SET PROBLEM: Render the lines from the first one below through the line containing "477;677;504;733" as a Markdown table with the columns "Row" and "Text." Number each row and omit blank lines.

>> begin SOURCE RECORDS

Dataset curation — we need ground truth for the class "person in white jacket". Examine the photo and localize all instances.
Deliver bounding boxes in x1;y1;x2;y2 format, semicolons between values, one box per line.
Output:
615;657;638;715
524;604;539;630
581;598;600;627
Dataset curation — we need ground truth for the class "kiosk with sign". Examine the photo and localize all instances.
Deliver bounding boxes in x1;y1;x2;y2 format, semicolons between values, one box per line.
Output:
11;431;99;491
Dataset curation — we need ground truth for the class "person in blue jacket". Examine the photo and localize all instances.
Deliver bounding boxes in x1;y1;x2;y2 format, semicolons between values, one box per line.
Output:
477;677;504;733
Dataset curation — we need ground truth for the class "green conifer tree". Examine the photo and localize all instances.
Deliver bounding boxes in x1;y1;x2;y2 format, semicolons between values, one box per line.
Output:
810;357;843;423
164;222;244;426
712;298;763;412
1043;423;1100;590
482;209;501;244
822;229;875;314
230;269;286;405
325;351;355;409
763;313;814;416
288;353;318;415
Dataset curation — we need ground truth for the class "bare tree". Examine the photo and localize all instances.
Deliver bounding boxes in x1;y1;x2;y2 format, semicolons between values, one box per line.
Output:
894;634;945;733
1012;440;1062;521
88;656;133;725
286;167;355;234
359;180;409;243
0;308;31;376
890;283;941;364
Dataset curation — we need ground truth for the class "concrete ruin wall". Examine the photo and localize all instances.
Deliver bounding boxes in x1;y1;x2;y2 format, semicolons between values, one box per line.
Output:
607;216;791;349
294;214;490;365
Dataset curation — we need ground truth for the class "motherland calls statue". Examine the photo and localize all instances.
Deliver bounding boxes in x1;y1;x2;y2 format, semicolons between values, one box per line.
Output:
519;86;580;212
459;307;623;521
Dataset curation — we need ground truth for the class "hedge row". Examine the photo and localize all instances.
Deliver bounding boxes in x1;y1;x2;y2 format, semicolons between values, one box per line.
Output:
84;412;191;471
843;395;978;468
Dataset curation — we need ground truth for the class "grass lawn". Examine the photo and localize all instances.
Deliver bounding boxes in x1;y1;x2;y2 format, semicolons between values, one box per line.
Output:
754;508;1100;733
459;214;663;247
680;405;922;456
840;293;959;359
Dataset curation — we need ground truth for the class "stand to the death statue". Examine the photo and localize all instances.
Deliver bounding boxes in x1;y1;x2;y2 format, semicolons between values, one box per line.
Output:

>> end SOURCE RECORDS

THE REPLY:
| Row | Text |
|---|---|
| 1 | Dataset curation — we need ground truth for the class "person in white jacket". Examine the photo and localize all instances. |
| 2 | Deliver bounding boxes in x1;y1;x2;y2 format, semicolons between values, one box per line. |
| 3 | Output: |
| 4 | 615;657;638;715 |
| 5 | 524;604;539;630 |
| 6 | 581;598;600;627 |
| 7 | Dataset curation — we need ground truth for the class "kiosk with sign". Examine the photo and localize all instances. |
| 8 | Deliver bounding boxes in x1;y1;x2;y2 format, semicolons between values, one box per line. |
| 9 | Output: |
| 10 | 11;431;99;491 |
| 11 | Dataset curation — we need ground truth for the class "person in blue jacket". Examine the photo and localize all instances. |
| 12 | Deliver bounding boxes in x1;y1;x2;y2 format, semicolons between values, one box per line. |
| 13 | Output: |
| 14 | 477;677;504;733 |